Copy exactly, and copy only, the lines from the one bearing "Reviewer note: check that every instance of the bird's black" through the final line of the records.

◆ **Collected data**:
=== Section Start ===

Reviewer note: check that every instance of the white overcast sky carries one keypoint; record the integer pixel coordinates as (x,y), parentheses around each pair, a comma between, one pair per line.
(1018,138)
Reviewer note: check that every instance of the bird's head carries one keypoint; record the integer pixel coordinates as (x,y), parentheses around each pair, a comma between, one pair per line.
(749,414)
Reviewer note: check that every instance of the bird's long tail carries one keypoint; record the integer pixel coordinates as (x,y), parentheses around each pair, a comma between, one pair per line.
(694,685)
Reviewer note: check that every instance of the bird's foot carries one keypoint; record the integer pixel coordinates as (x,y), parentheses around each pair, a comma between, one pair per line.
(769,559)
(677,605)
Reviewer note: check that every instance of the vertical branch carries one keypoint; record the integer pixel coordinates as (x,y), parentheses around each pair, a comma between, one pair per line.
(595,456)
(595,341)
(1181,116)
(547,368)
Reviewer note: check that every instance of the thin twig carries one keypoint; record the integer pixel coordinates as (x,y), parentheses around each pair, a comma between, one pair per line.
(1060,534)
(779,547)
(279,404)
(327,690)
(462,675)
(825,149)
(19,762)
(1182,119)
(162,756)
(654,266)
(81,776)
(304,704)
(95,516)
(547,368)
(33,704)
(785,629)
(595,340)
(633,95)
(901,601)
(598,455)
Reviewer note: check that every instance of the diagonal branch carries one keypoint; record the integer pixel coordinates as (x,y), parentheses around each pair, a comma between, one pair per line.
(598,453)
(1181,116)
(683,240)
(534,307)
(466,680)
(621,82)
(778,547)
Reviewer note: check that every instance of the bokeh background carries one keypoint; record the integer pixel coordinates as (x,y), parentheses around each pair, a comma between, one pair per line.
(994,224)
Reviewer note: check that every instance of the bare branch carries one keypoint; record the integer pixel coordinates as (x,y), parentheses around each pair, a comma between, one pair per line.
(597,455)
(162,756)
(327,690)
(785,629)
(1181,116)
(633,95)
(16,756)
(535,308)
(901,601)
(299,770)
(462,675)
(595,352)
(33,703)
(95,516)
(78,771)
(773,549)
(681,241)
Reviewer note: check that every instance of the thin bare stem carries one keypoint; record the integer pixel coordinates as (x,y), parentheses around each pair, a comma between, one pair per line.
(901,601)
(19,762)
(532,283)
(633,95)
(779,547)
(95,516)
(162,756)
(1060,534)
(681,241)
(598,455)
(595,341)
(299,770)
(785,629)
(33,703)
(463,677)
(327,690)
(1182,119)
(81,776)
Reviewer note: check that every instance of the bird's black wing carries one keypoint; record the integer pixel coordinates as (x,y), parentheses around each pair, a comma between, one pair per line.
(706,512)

=== Section End ===

◆ **Solution below**:
Reviewer note: check that every instance of the bird's black wing carries one keypoint; record the integer pixel coordinates as (x,y), parentheses around each pair, a comma between, one pair per line.
(706,512)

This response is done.